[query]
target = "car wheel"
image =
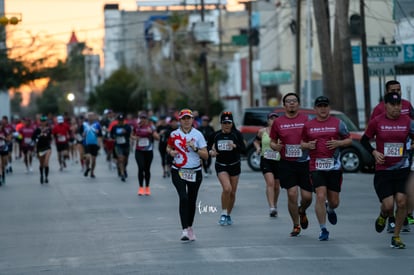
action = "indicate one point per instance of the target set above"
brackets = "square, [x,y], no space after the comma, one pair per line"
[253,160]
[350,160]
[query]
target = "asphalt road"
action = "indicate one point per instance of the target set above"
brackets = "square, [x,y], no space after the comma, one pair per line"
[78,225]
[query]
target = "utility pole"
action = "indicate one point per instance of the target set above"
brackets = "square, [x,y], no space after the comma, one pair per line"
[297,56]
[251,82]
[205,68]
[367,93]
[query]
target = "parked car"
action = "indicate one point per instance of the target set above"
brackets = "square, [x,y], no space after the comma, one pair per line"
[353,158]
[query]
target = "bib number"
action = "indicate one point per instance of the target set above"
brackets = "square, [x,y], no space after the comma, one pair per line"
[272,155]
[293,151]
[393,149]
[143,142]
[187,174]
[120,140]
[324,164]
[225,145]
[61,138]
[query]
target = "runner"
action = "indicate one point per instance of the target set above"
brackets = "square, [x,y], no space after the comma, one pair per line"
[27,144]
[5,137]
[187,146]
[269,164]
[227,145]
[42,137]
[144,134]
[391,131]
[286,135]
[323,136]
[61,133]
[91,131]
[121,134]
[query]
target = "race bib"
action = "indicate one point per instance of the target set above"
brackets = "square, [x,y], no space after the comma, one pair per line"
[120,140]
[272,155]
[143,142]
[225,145]
[79,137]
[187,174]
[324,164]
[293,151]
[61,138]
[393,149]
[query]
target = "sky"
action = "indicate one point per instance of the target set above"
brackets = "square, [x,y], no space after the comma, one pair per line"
[47,25]
[51,22]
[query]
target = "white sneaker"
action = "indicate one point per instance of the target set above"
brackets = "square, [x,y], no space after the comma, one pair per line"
[184,235]
[191,234]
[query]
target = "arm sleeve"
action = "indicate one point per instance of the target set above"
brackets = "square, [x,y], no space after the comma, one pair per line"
[366,144]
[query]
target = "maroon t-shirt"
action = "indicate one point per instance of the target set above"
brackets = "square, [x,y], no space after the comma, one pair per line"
[322,158]
[406,109]
[289,132]
[391,136]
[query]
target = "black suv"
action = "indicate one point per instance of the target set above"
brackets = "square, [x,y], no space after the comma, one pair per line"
[353,158]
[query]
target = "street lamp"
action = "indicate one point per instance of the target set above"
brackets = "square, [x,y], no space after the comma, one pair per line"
[248,4]
[71,98]
[10,18]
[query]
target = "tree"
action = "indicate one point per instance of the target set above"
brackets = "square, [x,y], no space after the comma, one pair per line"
[182,76]
[120,92]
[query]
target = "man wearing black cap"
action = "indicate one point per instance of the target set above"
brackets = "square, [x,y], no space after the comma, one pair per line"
[121,133]
[390,131]
[323,136]
[406,109]
[227,145]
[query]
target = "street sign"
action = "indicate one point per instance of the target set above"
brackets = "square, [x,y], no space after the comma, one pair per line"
[271,78]
[385,53]
[386,69]
[394,54]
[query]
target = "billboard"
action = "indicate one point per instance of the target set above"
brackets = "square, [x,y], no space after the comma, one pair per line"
[163,3]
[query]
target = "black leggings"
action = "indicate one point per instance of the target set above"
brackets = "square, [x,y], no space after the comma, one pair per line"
[187,193]
[144,160]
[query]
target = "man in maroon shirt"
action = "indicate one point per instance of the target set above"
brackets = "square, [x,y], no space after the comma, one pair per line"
[391,131]
[323,136]
[61,133]
[294,164]
[406,109]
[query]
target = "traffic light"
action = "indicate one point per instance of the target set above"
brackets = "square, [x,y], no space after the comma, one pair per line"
[254,37]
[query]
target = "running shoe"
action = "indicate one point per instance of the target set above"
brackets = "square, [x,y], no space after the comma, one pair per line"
[410,219]
[229,221]
[273,213]
[296,231]
[406,226]
[332,218]
[380,223]
[191,235]
[223,220]
[86,172]
[324,235]
[391,225]
[184,235]
[304,222]
[397,243]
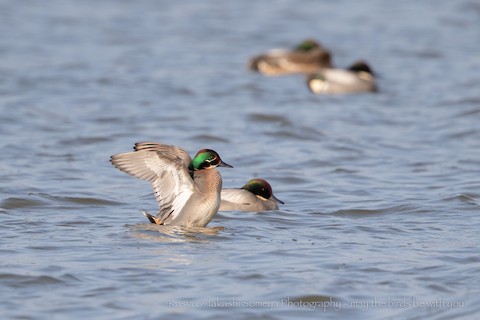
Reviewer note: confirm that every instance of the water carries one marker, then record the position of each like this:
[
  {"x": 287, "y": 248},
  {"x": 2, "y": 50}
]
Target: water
[{"x": 382, "y": 190}]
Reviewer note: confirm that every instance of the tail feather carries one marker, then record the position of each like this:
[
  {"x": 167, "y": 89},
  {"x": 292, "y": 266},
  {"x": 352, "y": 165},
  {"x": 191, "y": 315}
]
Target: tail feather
[{"x": 151, "y": 218}]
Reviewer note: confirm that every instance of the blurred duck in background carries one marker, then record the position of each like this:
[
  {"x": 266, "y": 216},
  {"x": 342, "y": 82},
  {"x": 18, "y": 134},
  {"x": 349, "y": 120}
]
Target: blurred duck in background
[
  {"x": 255, "y": 196},
  {"x": 357, "y": 78},
  {"x": 307, "y": 57}
]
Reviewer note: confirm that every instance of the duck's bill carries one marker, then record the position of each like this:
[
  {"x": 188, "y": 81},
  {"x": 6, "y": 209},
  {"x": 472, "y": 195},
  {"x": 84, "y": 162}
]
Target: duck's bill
[
  {"x": 276, "y": 199},
  {"x": 226, "y": 165}
]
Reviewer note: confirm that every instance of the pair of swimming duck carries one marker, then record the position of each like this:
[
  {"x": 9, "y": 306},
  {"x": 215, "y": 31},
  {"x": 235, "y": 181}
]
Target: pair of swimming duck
[
  {"x": 310, "y": 58},
  {"x": 189, "y": 191}
]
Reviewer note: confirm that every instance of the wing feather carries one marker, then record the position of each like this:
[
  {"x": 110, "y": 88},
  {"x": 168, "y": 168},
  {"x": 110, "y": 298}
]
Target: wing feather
[{"x": 164, "y": 166}]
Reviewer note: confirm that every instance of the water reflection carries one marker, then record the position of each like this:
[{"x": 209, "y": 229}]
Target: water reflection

· · · · · · ·

With the pictures set aside, copy each line above as written.

• _Response area_
[query]
target = "car wheel"
image =
action = "indicate one point per instance of the target set above"
brackets = "square, [x,y], no space after the comma, one pair per line"
[253,160]
[350,160]
[query]
target = "asphalt road"
action = "indicate one point per instance of the target set above"
brackets = "square, [x,y], no space after the comma, one pair per line"
[78,225]
[query]
target = "utility pole"
action = "indicate one point per instance of the target set above"
brackets = "square, [x,y], no space after the comma, one pair per line"
[297,56]
[251,82]
[205,68]
[367,93]
[query]
target = "parked car"
action = "indicate one point per instance of the target set above"
brackets = "square, [x,y], no space after the comma, one pair per line"
[353,158]
[query]
target = "bib number"
action = "indicate one point per instance of the target set above"
brackets = "square, [x,y], no space after the comma, one pair per line"
[272,155]
[293,151]
[393,149]
[143,142]
[187,174]
[120,140]
[324,164]
[225,145]
[61,138]
[query]
target = "runner"
action = "indicate one point per instance of the target set above"
brackets = "square, [x,y], no space after the comma, one pair per line"
[27,144]
[5,137]
[187,146]
[269,164]
[227,145]
[42,137]
[144,134]
[391,131]
[286,135]
[323,136]
[61,133]
[91,131]
[121,134]
[query]
target = "race bib"
action = "indicate one point per instance of the target set above"
brackets = "square, [x,y], no space after the comma, one pair per line"
[120,140]
[272,155]
[143,142]
[225,145]
[79,137]
[187,174]
[324,164]
[293,151]
[61,138]
[393,149]
[query]
target = "sky"
action = "indicate one point per instance of the target set above"
brackets = "square, [x,y], no space after the comma, one pair per line"
[47,25]
[51,22]
[query]
target = "white sneaker"
action = "indicate one point per instance of the target set above"
brackets = "square, [x,y], no space after the comma, one pair per line"
[184,235]
[191,234]
[query]
target = "arm sleeve"
action = "indicate one point per instance of the target set above"
brackets = "square, [x,y], no space after the comma, one pair per line"
[366,144]
[query]
target = "maroon t-shirt"
action = "indicate one point per instance of the target set above"
brackets = "square, [x,y], no space after the comma, one pair per line"
[322,158]
[406,109]
[289,132]
[391,136]
[query]
target = "black suv"
action = "indicate one point per instance of the target set above"
brackets = "square, [x,y], no space after the comma, one pair per line"
[353,158]
[query]
target = "street lamp"
action = "indicate one point per instance of the target set above"
brackets = "square, [x,y], no space after the comma, one pair per line"
[248,4]
[71,98]
[10,18]
[query]
target = "tree"
action = "indicate one point per instance of the target set above"
brackets = "square, [x,y], no space after the comma, one pair per line"
[182,76]
[120,92]
[query]
target = "man wearing black cap"
action = "indicate one point per instance of the target set above"
brackets = "square, [x,y], no space after the comma, one pair per line"
[121,133]
[390,131]
[323,136]
[406,109]
[227,145]
[query]
target = "street sign"
action = "indicate one point per instance of the target set above"
brackets = "square, [x,y], no space after the comma, one pair per line"
[271,78]
[385,53]
[386,69]
[394,54]
[query]
target = "billboard"
action = "indicate one point per instance of the target set above"
brackets = "square, [x,y], no space after the comma, one pair per line"
[163,3]
[query]
target = "black leggings"
action = "indicate one point per instance of the target set above"
brackets = "square, [x,y], no space after the comma, one pair per line"
[187,193]
[144,160]
[query]
target = "man in maroon shirt"
action = "indicate one point per instance of the target set above"
brackets = "square, [x,y], no space after the comma, one pair per line"
[391,131]
[323,136]
[61,133]
[294,164]
[406,109]
[query]
target = "traffic light"
action = "indicate one point per instance of the target set above"
brackets = "square, [x,y], no space after the comma, one pair per line"
[254,37]
[query]
target = "running shoe"
action = "indicate one point per instance of the target set above"
brackets = "square, [x,y], no space after the comma, one pair per line"
[410,219]
[229,221]
[273,213]
[296,231]
[406,226]
[332,218]
[380,223]
[191,235]
[223,220]
[86,172]
[324,235]
[391,225]
[184,235]
[304,222]
[397,243]
Reviewer note: confirm that every instance of the water carries one marker, then record the position of each like this:
[
  {"x": 287, "y": 248},
  {"x": 2, "y": 50}
]
Target: water
[{"x": 382, "y": 190}]
Reviewer note: confirm that every instance of the tail feather carries one marker, then record the position of each like this:
[
  {"x": 167, "y": 89},
  {"x": 292, "y": 266},
  {"x": 352, "y": 165},
  {"x": 191, "y": 315}
]
Target: tail feather
[{"x": 151, "y": 218}]
Reviewer note: confirm that every instance of the blurred duck in background carries one marker, then record the position of each like this:
[
  {"x": 266, "y": 216},
  {"x": 342, "y": 82},
  {"x": 18, "y": 134},
  {"x": 349, "y": 120}
]
Target: blurred duck in background
[
  {"x": 255, "y": 196},
  {"x": 357, "y": 78},
  {"x": 307, "y": 57}
]
Reviewer note: confirm that every instance of the duck's bill carries one marker, then record the position of each like this:
[
  {"x": 188, "y": 81},
  {"x": 6, "y": 209},
  {"x": 472, "y": 195},
  {"x": 84, "y": 162}
]
Target: duck's bill
[
  {"x": 276, "y": 199},
  {"x": 226, "y": 165}
]
Reviewer note: confirm that every instance of the pair of swimming duck carries one marker, then record the position of each like this:
[
  {"x": 9, "y": 306},
  {"x": 215, "y": 31},
  {"x": 235, "y": 181}
]
Target: pair of swimming duck
[
  {"x": 310, "y": 58},
  {"x": 189, "y": 191}
]
Reviewer note: confirm that every instance of the wing feather carries one marker, then record the position of each like this:
[
  {"x": 110, "y": 88},
  {"x": 168, "y": 168},
  {"x": 110, "y": 298}
]
Target: wing feather
[{"x": 164, "y": 166}]
Reviewer note: confirm that every instance of the water reflection carries one marker, then record the position of each like this:
[{"x": 209, "y": 229}]
Target: water reflection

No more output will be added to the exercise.